Records to use →
%%
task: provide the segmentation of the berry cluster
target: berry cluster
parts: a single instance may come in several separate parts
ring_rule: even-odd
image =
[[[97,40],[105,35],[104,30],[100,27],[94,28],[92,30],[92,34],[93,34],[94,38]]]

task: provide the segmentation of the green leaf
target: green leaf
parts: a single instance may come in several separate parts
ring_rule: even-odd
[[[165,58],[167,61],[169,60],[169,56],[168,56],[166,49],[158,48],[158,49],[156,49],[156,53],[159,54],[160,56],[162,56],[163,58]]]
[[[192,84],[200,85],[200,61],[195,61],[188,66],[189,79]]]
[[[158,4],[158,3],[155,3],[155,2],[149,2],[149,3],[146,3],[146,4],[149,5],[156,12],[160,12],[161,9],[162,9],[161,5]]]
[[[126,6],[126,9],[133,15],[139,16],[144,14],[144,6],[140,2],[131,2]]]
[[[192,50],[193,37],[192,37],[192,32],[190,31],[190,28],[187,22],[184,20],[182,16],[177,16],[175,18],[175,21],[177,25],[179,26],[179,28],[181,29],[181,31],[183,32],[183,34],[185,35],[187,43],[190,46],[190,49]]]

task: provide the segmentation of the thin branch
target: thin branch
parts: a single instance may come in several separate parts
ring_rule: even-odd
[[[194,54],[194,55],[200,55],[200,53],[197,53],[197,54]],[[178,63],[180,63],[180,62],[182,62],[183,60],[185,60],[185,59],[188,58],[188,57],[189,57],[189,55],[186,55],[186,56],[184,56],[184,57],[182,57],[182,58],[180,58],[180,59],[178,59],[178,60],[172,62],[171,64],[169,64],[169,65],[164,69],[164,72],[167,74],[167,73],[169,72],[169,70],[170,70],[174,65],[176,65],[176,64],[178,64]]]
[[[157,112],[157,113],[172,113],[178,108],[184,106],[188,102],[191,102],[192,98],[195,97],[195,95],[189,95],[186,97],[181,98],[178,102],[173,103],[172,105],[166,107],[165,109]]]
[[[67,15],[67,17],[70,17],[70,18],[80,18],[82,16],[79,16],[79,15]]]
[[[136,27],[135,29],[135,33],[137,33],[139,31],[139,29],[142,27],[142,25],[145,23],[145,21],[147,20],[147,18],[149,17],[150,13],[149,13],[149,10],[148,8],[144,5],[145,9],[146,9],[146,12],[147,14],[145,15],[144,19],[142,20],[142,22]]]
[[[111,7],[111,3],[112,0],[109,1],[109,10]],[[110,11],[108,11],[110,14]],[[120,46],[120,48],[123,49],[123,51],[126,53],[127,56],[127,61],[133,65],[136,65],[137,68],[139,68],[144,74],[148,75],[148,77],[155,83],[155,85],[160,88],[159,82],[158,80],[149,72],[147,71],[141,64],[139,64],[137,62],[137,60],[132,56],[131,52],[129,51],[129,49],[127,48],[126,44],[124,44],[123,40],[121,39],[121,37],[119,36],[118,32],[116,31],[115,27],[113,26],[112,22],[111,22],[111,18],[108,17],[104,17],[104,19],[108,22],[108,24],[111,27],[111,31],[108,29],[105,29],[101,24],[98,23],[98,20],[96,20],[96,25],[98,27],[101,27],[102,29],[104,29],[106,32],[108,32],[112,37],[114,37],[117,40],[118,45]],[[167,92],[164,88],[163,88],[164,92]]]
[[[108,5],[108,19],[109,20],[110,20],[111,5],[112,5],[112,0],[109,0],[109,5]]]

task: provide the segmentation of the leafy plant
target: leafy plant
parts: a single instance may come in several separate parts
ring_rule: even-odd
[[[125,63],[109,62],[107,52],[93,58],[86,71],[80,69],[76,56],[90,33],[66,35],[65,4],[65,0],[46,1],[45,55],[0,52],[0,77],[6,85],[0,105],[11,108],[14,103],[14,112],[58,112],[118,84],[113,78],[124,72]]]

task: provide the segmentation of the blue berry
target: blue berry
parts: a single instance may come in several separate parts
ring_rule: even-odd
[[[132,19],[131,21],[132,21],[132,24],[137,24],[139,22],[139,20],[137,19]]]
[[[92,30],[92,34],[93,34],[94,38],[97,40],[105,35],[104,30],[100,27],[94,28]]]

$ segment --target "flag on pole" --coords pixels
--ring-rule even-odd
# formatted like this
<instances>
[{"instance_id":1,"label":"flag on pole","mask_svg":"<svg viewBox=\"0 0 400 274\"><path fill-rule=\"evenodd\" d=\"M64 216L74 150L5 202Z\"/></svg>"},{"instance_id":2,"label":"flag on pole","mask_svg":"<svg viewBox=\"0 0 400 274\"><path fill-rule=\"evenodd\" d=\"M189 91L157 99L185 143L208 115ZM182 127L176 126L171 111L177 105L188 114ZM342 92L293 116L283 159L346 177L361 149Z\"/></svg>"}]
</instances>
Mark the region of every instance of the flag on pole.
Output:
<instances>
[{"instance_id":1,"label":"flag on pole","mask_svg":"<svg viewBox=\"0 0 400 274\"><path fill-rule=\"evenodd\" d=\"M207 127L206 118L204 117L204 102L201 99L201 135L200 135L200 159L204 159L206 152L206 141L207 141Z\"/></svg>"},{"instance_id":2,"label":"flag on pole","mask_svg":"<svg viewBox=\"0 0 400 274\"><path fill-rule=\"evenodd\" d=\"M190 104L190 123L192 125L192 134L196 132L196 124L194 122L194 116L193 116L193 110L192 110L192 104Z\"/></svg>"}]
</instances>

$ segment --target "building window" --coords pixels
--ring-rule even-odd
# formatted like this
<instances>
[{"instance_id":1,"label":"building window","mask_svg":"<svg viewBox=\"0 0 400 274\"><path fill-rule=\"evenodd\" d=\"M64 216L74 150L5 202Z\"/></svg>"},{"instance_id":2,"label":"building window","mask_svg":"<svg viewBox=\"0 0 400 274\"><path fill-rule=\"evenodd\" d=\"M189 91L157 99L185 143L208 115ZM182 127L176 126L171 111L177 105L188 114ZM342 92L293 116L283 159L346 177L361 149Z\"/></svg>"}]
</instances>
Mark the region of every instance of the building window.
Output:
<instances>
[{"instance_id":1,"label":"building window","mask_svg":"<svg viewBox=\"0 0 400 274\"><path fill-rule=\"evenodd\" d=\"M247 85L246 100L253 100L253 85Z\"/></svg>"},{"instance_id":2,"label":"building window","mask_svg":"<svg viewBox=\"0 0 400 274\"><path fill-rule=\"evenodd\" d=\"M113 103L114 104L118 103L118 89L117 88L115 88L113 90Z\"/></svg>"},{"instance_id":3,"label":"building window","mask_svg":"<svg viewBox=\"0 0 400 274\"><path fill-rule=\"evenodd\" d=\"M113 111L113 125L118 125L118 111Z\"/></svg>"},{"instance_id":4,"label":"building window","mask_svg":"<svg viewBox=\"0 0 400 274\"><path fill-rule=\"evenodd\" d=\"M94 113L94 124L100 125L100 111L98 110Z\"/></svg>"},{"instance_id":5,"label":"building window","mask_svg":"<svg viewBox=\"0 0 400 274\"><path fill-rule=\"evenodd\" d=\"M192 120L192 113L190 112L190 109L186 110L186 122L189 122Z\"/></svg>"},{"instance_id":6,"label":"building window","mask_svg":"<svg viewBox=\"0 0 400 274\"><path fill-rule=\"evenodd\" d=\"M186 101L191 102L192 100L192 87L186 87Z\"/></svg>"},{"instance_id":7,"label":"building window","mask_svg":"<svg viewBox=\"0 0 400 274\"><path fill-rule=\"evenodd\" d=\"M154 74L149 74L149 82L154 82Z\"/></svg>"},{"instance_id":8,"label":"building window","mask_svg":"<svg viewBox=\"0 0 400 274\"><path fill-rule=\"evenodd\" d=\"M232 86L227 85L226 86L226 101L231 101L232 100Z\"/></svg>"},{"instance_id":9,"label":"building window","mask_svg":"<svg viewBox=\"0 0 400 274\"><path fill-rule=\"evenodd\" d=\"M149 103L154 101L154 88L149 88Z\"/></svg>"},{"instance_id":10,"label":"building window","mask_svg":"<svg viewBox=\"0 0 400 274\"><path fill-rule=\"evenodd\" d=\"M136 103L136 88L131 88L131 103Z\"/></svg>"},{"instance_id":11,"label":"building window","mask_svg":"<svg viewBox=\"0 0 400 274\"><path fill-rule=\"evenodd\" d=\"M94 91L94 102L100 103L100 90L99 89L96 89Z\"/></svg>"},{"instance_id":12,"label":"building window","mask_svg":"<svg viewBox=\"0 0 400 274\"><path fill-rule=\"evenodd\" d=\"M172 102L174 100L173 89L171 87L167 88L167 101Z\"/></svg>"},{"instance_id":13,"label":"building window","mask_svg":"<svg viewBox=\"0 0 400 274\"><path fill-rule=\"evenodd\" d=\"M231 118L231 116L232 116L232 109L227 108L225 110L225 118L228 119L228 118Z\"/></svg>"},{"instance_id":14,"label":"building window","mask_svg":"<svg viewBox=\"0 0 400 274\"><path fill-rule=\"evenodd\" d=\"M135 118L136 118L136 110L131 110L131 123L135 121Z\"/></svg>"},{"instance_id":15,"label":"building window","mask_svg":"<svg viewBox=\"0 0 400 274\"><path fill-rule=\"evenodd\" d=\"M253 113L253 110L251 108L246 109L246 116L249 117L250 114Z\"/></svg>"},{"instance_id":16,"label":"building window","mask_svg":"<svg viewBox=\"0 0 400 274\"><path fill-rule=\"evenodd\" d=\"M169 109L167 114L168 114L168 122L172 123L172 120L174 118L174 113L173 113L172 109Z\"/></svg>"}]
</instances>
%%
To be done → Please count the lines in the data above that contain the string "target", treating uppercase and lowercase letters as different, and give only that number.

Full output → 7